[Part of a data file]

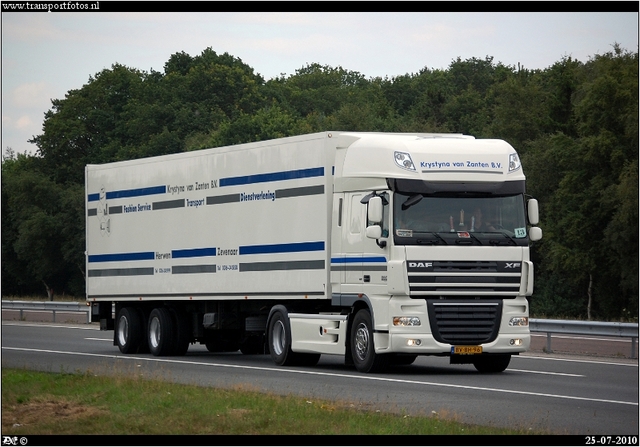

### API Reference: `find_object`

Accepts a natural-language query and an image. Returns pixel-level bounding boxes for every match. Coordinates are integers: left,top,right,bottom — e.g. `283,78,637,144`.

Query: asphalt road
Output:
2,321,638,435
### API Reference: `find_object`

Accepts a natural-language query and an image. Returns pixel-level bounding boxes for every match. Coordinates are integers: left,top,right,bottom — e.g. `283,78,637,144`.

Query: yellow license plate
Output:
451,346,482,355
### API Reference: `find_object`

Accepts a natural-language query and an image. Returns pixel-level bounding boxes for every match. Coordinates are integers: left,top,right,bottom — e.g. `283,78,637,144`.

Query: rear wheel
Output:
349,309,389,373
148,307,176,356
473,354,511,373
115,307,145,354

▸ Short exercise
Convert the listing into a Markdown table with the columns Row and Line, one numbered row per line and blank lines left out. Leave the pictures out of your answer.

▸ Response for this exercise
| Row | Line |
|---|---|
| 1 | ### API Reference: `find_object` |
| 2 | Accepts a natural-language query and an image. Returns pixel-level bounding boxes for every match. Coordinates are integers: left,top,right,bottom — e.g. `283,78,637,144`. |
| 3 | Query: asphalt road |
| 4 | Output: |
| 5 | 2,321,638,435 |
| 6 | ### API Reference: `find_object` |
| 7 | Accepts a natural-language query and an image. Returns pixel-level bounding boxes for every match. Coordinates are integers: left,top,right,bottom — e.g. `283,78,637,144`. |
| 8 | Query: yellow license plate |
| 9 | Output: |
| 10 | 451,346,482,355 |
| 11 | ### API Reference: `find_object` |
| 12 | Accepts a natural-language query and an image. Returns pixel-level bounding boxes for every match. Coordinates are integers: left,top,right,bottom — e.g. `283,78,637,144`. |
| 13 | Query: rear wheel |
| 14 | Output: |
| 15 | 349,309,389,373 |
| 16 | 148,307,176,356 |
| 17 | 473,354,511,373 |
| 18 | 115,307,145,354 |